*OBJECTIVE:* Transcribe the records below exactly, leaving out any pictures.

Dataset records about object locations:
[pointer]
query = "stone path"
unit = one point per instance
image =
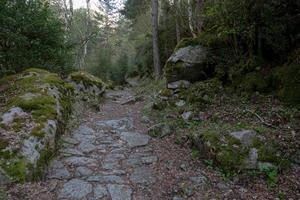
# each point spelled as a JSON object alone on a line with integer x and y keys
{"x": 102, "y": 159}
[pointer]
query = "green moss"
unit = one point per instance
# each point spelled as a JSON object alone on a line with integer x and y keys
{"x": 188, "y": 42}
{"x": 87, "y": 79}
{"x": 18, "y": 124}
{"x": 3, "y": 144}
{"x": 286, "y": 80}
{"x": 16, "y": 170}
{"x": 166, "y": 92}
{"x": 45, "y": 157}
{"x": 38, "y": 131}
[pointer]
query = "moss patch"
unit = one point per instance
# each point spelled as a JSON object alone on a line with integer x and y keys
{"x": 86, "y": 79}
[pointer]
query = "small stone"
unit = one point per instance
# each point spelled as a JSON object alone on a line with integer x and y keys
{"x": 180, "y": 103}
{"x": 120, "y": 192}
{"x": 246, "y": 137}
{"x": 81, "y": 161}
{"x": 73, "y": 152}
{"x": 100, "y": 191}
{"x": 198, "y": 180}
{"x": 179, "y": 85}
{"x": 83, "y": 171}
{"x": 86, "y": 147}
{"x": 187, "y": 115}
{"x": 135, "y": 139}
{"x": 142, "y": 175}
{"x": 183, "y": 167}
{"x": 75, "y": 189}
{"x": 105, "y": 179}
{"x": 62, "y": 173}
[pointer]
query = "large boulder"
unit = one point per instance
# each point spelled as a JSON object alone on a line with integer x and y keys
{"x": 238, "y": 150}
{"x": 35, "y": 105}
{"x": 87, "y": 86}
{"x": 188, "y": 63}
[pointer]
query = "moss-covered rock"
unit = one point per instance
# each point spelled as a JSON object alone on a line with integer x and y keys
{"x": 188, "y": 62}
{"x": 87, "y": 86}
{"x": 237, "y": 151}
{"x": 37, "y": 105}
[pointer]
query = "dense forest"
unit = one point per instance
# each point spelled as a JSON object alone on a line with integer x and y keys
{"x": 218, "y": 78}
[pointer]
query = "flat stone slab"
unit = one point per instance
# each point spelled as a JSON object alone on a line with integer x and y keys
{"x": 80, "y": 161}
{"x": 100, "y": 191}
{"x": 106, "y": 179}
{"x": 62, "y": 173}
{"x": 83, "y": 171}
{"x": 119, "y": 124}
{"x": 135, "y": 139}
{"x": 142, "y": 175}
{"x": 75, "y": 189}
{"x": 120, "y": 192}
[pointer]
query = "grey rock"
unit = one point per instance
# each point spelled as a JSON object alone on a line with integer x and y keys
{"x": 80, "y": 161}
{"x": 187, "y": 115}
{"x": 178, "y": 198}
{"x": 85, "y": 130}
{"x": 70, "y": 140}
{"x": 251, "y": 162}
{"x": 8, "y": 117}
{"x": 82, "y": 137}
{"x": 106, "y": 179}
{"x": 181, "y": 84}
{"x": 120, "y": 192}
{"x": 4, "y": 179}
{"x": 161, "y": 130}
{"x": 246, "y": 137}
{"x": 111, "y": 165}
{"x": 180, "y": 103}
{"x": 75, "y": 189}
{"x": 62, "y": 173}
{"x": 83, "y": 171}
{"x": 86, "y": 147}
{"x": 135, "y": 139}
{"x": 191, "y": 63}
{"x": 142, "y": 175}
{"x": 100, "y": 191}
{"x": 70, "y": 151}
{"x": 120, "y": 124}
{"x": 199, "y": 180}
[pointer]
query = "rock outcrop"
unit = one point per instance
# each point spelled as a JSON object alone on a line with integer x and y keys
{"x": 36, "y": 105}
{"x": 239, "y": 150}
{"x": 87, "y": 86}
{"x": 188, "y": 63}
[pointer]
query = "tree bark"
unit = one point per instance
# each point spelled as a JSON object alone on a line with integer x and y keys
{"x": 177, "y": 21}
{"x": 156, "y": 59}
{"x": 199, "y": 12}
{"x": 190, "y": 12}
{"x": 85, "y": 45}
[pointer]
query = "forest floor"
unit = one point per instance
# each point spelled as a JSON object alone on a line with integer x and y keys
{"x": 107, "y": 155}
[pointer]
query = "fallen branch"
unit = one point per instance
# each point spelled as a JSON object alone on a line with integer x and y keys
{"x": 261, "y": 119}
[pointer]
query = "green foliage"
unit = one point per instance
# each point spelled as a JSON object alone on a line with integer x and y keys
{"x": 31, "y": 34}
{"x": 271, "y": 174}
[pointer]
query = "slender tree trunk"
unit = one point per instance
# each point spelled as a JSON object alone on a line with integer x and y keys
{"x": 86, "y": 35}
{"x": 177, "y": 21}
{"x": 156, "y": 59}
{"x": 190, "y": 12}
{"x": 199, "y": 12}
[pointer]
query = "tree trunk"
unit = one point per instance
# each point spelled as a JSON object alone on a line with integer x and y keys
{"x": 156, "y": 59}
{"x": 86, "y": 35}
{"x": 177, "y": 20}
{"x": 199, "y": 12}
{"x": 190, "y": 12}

*SOLUTION FOR THIS EXERCISE:*
[pointer]
query = "stone path"
unit = one point per instance
image =
# each point spelled as a JSON object alone on a line with integer x and y keys
{"x": 102, "y": 159}
[pointer]
query = "green moss"
unit = one point per instance
# each point spelled as a JSON object alone on a line with integer x and y keys
{"x": 188, "y": 42}
{"x": 87, "y": 79}
{"x": 18, "y": 124}
{"x": 3, "y": 144}
{"x": 286, "y": 80}
{"x": 16, "y": 170}
{"x": 166, "y": 92}
{"x": 45, "y": 157}
{"x": 38, "y": 131}
[pointer]
query = "moss patch"
unit = one point per instance
# each point spelled as a JSON object alone on a line with integer x and y keys
{"x": 86, "y": 79}
[pointer]
query = "small stone"
unit = one point per instance
# each point spelled as a JSON object alone on a line with integer x and y keys
{"x": 180, "y": 103}
{"x": 120, "y": 192}
{"x": 246, "y": 137}
{"x": 81, "y": 161}
{"x": 73, "y": 152}
{"x": 100, "y": 191}
{"x": 198, "y": 180}
{"x": 179, "y": 85}
{"x": 83, "y": 171}
{"x": 86, "y": 147}
{"x": 187, "y": 115}
{"x": 135, "y": 139}
{"x": 142, "y": 175}
{"x": 183, "y": 167}
{"x": 75, "y": 189}
{"x": 105, "y": 179}
{"x": 62, "y": 173}
[pointer]
query = "large boulder"
unit = one point per instance
# each point spelled as a JSON object alone on a line with integer x and y keys
{"x": 238, "y": 150}
{"x": 35, "y": 105}
{"x": 87, "y": 86}
{"x": 188, "y": 63}
[pointer]
query = "moss-covered rock"
unit = one point per instance
# each point spelled as a JSON object alone on a line with integer x and y keys
{"x": 188, "y": 62}
{"x": 87, "y": 86}
{"x": 237, "y": 151}
{"x": 37, "y": 105}
[pointer]
query = "dense forest"
unit = one point per instance
# each point spelled as a JSON object alone on a line with integer x and y keys
{"x": 218, "y": 78}
[pointer]
query = "flat stone slab"
unit = one point per instance
# each point spelled as a JSON object alone on a line with integer x and y keys
{"x": 80, "y": 161}
{"x": 100, "y": 191}
{"x": 106, "y": 179}
{"x": 62, "y": 173}
{"x": 83, "y": 171}
{"x": 119, "y": 124}
{"x": 135, "y": 139}
{"x": 142, "y": 175}
{"x": 75, "y": 189}
{"x": 120, "y": 192}
[pointer]
query = "grey rock"
unit = one point per instance
# each point spelled as a JSON object alone on a line with integer x and y keys
{"x": 80, "y": 161}
{"x": 187, "y": 115}
{"x": 178, "y": 198}
{"x": 85, "y": 130}
{"x": 70, "y": 140}
{"x": 251, "y": 162}
{"x": 8, "y": 117}
{"x": 82, "y": 137}
{"x": 106, "y": 179}
{"x": 181, "y": 84}
{"x": 120, "y": 192}
{"x": 4, "y": 179}
{"x": 161, "y": 130}
{"x": 246, "y": 137}
{"x": 111, "y": 165}
{"x": 180, "y": 103}
{"x": 75, "y": 189}
{"x": 62, "y": 173}
{"x": 83, "y": 171}
{"x": 86, "y": 147}
{"x": 135, "y": 139}
{"x": 191, "y": 63}
{"x": 142, "y": 175}
{"x": 100, "y": 191}
{"x": 70, "y": 151}
{"x": 120, "y": 124}
{"x": 199, "y": 180}
[pointer]
query = "rock outcrop"
unit = one point per instance
# each point spelled as a JSON object alone on a line with integer x and y keys
{"x": 36, "y": 105}
{"x": 239, "y": 150}
{"x": 87, "y": 86}
{"x": 188, "y": 63}
[pointer]
query = "tree bark"
unit = one point per instance
# each point spelled as a JSON object alone on a line with integer x and y keys
{"x": 177, "y": 21}
{"x": 156, "y": 59}
{"x": 199, "y": 12}
{"x": 190, "y": 12}
{"x": 85, "y": 45}
[pointer]
query = "forest floor"
unit = one point per instance
# each point spelled as a JSON object alone on a line with integer x and y keys
{"x": 107, "y": 155}
[pointer]
query = "fallen branch"
unit = one point per instance
# each point spelled as a JSON object alone on a line with integer x and y keys
{"x": 261, "y": 119}
[pointer]
query = "green foliage"
unit = one point per instance
# each point spelled as a JSON object alone on a line with integer x and y keys
{"x": 31, "y": 34}
{"x": 271, "y": 174}
[pointer]
query = "slender tree trunk"
unit = one point per instance
# each point spelled as a JSON object alone on a line with integer x and y keys
{"x": 86, "y": 35}
{"x": 177, "y": 21}
{"x": 156, "y": 59}
{"x": 190, "y": 12}
{"x": 199, "y": 12}
[pointer]
query = "tree trunk"
unit = one point per instance
# each point spelled as a JSON object alone on a line with integer x and y keys
{"x": 156, "y": 59}
{"x": 86, "y": 35}
{"x": 177, "y": 20}
{"x": 199, "y": 12}
{"x": 190, "y": 12}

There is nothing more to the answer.